[Dataset entries]

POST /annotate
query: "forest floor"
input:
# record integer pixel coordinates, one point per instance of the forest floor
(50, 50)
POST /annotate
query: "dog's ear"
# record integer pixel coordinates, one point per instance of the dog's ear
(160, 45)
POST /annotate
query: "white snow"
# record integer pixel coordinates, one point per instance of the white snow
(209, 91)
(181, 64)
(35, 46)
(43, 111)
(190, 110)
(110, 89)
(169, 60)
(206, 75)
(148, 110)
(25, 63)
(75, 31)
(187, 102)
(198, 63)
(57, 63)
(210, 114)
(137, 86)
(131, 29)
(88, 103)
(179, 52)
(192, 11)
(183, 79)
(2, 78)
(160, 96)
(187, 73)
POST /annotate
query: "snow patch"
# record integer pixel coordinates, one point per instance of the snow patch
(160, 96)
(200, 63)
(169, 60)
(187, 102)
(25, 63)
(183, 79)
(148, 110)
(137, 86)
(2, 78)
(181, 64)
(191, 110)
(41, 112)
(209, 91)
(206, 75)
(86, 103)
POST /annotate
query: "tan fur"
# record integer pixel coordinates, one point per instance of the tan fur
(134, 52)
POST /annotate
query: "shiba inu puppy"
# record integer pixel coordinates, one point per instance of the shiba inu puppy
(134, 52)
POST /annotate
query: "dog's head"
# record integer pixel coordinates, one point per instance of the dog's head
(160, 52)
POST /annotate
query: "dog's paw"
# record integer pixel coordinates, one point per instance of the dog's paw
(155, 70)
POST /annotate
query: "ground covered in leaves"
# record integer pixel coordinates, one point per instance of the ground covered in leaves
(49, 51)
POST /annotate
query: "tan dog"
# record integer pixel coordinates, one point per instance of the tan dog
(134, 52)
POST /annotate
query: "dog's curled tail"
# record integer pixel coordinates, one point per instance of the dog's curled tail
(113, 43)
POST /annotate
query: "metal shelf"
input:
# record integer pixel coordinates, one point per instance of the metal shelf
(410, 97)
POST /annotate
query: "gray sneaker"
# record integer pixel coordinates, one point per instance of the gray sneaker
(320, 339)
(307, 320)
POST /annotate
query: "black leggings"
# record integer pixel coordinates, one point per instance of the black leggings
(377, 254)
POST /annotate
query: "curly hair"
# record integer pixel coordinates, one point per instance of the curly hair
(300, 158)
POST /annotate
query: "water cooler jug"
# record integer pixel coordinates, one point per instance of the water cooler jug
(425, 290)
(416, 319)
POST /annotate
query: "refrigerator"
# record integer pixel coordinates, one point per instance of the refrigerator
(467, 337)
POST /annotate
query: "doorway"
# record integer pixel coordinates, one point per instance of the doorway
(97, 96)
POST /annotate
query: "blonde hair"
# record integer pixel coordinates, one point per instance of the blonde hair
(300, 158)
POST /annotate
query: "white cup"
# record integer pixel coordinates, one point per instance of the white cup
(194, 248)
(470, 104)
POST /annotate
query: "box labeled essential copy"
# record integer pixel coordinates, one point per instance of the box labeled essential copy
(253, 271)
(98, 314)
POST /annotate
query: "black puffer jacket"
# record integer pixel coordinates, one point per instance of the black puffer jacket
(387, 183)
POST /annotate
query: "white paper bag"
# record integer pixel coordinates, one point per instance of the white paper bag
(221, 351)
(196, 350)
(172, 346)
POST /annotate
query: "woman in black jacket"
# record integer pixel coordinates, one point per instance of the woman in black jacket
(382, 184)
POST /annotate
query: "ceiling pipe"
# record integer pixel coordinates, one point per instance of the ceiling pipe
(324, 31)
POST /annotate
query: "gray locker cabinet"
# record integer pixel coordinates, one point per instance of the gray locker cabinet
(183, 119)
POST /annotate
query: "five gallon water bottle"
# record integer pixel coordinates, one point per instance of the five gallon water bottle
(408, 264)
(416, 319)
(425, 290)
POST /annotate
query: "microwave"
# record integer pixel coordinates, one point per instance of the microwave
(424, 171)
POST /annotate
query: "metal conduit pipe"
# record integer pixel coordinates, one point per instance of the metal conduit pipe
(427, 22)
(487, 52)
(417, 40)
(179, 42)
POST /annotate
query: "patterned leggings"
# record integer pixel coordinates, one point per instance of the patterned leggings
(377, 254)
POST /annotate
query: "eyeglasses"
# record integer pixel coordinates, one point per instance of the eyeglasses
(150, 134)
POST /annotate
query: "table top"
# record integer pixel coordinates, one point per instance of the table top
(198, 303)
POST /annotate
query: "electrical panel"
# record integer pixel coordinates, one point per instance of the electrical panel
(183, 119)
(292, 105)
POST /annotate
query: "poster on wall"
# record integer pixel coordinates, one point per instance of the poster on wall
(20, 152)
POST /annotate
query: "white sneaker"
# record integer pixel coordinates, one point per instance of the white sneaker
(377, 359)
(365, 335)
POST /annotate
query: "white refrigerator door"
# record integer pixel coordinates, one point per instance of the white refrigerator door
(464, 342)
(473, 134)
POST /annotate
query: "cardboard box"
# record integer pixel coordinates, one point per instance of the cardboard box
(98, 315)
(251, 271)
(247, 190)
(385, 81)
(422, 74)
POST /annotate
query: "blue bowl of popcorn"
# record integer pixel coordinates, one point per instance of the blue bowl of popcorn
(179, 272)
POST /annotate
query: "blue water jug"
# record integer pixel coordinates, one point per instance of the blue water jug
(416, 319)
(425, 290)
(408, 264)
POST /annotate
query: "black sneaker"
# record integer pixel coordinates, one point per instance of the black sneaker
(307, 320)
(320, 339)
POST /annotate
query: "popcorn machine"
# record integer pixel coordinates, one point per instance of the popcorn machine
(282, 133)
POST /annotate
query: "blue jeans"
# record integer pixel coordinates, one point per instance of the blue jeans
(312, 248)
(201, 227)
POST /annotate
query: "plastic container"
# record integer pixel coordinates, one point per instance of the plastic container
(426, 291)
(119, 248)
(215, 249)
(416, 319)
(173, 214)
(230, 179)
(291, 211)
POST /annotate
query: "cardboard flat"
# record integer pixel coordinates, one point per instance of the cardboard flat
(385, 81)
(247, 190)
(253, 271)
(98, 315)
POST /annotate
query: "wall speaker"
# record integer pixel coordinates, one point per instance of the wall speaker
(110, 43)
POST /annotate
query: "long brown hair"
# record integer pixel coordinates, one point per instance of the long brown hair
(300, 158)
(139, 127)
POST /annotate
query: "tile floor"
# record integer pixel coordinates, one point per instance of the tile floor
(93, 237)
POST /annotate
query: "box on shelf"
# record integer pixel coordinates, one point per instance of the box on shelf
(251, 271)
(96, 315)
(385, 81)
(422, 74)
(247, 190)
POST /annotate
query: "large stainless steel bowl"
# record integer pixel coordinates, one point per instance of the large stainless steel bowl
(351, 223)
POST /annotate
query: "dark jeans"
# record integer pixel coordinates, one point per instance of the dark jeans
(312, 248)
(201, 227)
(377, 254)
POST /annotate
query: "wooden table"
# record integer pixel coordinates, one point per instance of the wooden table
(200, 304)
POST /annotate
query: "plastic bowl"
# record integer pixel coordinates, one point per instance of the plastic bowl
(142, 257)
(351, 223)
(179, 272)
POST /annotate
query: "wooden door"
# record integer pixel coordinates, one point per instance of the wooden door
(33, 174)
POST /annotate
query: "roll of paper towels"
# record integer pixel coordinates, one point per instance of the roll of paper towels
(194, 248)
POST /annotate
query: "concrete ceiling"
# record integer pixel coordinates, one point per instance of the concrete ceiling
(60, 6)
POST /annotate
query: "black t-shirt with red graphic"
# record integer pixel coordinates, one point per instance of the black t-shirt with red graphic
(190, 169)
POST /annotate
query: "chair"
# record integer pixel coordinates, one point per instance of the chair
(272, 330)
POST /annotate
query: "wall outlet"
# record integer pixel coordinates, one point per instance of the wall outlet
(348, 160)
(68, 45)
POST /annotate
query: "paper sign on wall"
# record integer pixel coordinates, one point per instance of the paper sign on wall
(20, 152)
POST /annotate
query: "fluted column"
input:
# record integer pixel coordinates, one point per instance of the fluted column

> YOUR INSTRUCTIONS:
Please locate every line in the rows above that contains the string "cabinet" and copy each one. Case counts.

> ANSWER TO THIS PROBLEM:
query: "gray locker cabinet"
# record integer pixel coordinates, one point per instance of the gray locker cabinet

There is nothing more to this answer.